-- Start INPUT FOR THIS TASK --

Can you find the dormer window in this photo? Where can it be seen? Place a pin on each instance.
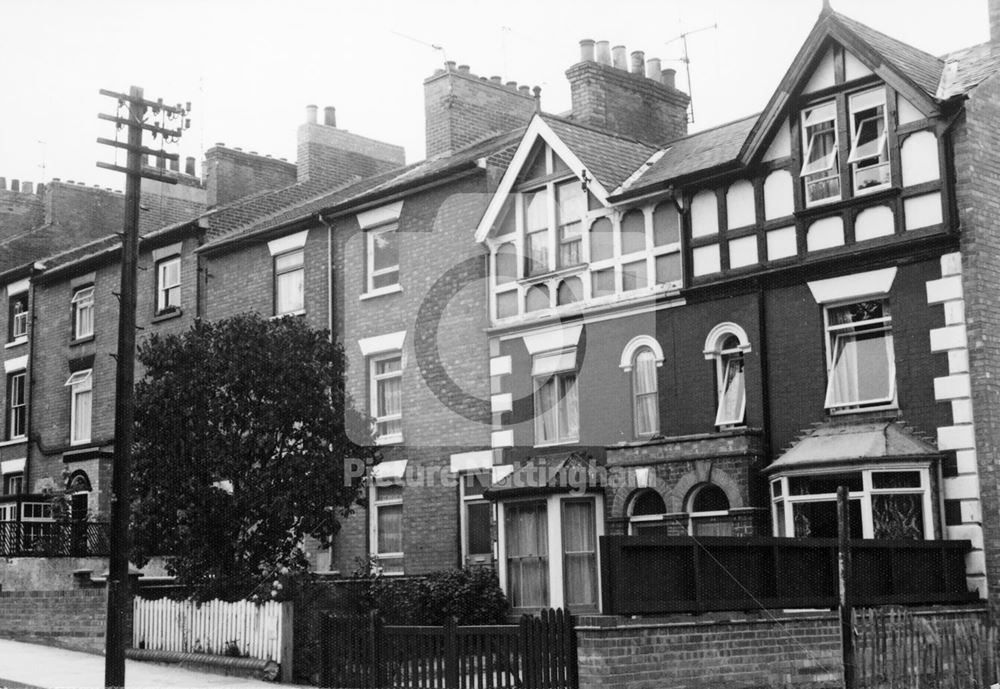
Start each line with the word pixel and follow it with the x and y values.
pixel 869 159
pixel 820 164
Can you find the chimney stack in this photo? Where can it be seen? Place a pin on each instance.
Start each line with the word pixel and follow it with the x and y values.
pixel 462 108
pixel 636 98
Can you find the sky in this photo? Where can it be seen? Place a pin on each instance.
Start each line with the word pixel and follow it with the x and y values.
pixel 249 67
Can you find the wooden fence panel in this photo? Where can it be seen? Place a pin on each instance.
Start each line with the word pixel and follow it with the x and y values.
pixel 537 653
pixel 214 627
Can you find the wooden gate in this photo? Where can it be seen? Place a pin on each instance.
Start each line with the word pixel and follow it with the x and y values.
pixel 537 653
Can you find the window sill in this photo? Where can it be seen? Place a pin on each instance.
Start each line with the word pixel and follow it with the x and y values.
pixel 381 292
pixel 167 315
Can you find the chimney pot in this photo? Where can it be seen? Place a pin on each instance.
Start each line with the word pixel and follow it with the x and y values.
pixel 604 52
pixel 638 61
pixel 619 58
pixel 653 69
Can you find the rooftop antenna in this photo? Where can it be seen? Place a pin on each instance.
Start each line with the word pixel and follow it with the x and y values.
pixel 435 46
pixel 687 62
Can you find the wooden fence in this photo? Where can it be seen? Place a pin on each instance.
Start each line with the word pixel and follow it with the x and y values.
pixel 644 575
pixel 895 650
pixel 537 653
pixel 214 627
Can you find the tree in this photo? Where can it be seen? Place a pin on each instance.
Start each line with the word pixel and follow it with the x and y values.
pixel 243 445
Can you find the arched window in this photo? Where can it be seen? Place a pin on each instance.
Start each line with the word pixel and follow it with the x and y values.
pixel 646 512
pixel 641 357
pixel 708 507
pixel 645 406
pixel 726 345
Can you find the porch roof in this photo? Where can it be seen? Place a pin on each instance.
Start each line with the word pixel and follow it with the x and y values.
pixel 833 443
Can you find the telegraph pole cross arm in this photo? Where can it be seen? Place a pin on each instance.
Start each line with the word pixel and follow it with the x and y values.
pixel 133 111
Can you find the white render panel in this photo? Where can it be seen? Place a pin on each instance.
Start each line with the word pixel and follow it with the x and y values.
pixel 956 437
pixel 502 402
pixel 500 365
pixel 952 387
pixel 825 233
pixel 781 243
pixel 919 158
pixel 740 207
pixel 874 222
pixel 779 195
pixel 948 337
pixel 945 289
pixel 502 439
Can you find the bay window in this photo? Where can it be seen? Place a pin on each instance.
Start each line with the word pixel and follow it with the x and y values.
pixel 860 359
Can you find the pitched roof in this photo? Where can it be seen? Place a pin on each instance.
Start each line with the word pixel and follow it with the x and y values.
pixel 495 149
pixel 609 157
pixel 922 68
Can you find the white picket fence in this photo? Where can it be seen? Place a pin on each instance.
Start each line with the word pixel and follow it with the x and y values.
pixel 258 631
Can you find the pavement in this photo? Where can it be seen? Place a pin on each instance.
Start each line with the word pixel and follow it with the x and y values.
pixel 30 666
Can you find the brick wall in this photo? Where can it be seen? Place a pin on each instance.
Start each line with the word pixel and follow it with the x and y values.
pixel 74 619
pixel 752 653
pixel 977 178
pixel 461 108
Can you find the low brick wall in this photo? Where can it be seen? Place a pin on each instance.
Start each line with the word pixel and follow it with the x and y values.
pixel 786 650
pixel 71 619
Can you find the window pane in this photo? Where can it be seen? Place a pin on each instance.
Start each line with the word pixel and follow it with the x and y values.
pixel 578 551
pixel 666 225
pixel 633 232
pixel 601 240
pixel 898 516
pixel 634 275
pixel 390 529
pixel 385 250
pixel 478 529
pixel 289 296
pixel 668 269
pixel 603 282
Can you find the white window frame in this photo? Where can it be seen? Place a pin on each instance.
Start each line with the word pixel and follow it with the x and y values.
pixel 831 333
pixel 555 366
pixel 12 409
pixel 390 563
pixel 857 103
pixel 18 322
pixel 163 290
pixel 779 491
pixel 370 272
pixel 81 387
pixel 812 117
pixel 374 379
pixel 298 268
pixel 83 303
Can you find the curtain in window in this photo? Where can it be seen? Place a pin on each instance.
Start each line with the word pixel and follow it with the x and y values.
pixel 390 529
pixel 527 555
pixel 580 574
pixel 647 421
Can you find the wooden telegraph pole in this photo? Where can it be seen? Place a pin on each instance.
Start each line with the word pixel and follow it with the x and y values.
pixel 132 115
pixel 844 580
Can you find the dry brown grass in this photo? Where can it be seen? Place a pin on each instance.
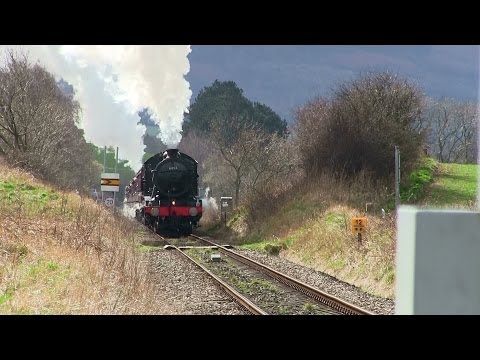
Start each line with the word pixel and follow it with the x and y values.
pixel 327 244
pixel 67 255
pixel 313 226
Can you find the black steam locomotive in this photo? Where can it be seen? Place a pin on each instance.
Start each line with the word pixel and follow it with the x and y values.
pixel 166 188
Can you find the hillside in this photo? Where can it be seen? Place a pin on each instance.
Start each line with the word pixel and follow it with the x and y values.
pixel 455 185
pixel 60 253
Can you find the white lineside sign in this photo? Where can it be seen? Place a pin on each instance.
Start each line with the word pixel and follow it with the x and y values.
pixel 110 182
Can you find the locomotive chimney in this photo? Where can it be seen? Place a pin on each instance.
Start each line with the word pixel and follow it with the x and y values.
pixel 170 153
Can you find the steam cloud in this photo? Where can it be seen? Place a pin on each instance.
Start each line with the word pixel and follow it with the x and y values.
pixel 114 82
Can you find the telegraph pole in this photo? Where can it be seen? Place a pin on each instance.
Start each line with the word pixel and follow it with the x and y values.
pixel 116 162
pixel 104 161
pixel 397 177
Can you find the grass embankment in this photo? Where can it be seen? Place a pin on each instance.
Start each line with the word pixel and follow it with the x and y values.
pixel 313 226
pixel 61 253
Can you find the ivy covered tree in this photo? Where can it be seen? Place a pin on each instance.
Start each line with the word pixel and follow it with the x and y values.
pixel 225 100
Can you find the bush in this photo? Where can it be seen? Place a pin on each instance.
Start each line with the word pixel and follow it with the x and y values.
pixel 359 127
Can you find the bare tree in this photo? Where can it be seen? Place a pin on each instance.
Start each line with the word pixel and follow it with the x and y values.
pixel 236 141
pixel 453 127
pixel 38 125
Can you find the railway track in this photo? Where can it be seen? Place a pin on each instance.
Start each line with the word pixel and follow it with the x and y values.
pixel 234 294
pixel 316 294
pixel 332 305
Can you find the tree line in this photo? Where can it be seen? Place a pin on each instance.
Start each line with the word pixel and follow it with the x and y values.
pixel 39 131
pixel 244 148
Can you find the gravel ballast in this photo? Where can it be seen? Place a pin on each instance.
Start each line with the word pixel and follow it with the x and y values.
pixel 186 288
pixel 324 282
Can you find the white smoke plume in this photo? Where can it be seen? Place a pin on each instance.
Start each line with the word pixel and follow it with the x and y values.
pixel 210 202
pixel 114 82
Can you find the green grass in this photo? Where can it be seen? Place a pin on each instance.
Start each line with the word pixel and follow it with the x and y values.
pixel 418 181
pixel 455 185
pixel 34 198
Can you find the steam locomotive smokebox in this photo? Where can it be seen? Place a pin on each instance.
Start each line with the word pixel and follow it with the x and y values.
pixel 215 257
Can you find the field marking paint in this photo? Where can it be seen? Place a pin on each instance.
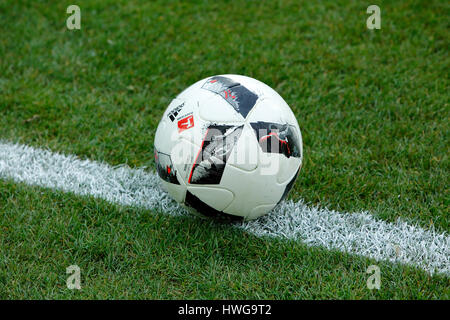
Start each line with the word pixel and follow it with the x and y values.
pixel 355 233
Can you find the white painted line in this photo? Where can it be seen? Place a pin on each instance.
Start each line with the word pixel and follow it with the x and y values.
pixel 355 233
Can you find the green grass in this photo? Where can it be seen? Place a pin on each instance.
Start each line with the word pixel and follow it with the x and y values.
pixel 372 106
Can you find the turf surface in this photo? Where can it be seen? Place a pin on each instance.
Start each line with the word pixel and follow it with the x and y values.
pixel 372 106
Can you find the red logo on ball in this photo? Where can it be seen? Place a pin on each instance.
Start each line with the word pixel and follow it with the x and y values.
pixel 186 123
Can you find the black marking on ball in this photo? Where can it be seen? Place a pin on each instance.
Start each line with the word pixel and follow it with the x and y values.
pixel 237 95
pixel 277 138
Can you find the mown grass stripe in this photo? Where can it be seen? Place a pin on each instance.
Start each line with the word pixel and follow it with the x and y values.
pixel 355 233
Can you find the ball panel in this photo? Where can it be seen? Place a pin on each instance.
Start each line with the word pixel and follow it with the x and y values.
pixel 195 203
pixel 176 191
pixel 251 189
pixel 217 198
pixel 214 152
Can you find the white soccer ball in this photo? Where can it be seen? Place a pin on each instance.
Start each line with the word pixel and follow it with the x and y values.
pixel 228 147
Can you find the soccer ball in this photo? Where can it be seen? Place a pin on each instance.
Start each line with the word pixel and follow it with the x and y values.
pixel 228 147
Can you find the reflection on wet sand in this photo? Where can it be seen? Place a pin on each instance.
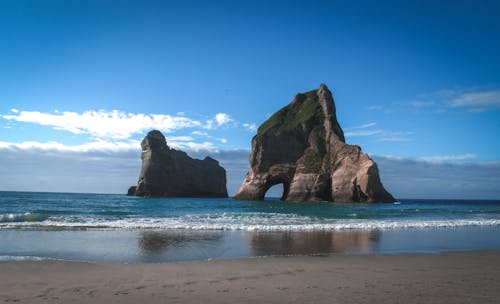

-- End INPUT FOR THIS TASK --

■ TASK DESCRIPTION:
Please render the lines of the records from the line holding "Can you find the white lineside" through the line holding "pixel 170 153", both included, as a JSON list of strings with one string per line, skipping blank lines.

■ RESULT OF THIS TASK:
[
  "Can you find the white lineside sign in this photo? Where can it be seen? Place a pin on each instance.",
  "Start each line with the word pixel and follow it with the x and y values.",
  "pixel 110 182",
  "Can you find the locomotive chimney in this photo? Where can it be seen? Place a pin on each instance.",
  "Start each line with the word pixel and follow it with the x and y values.",
  "pixel 170 153"
]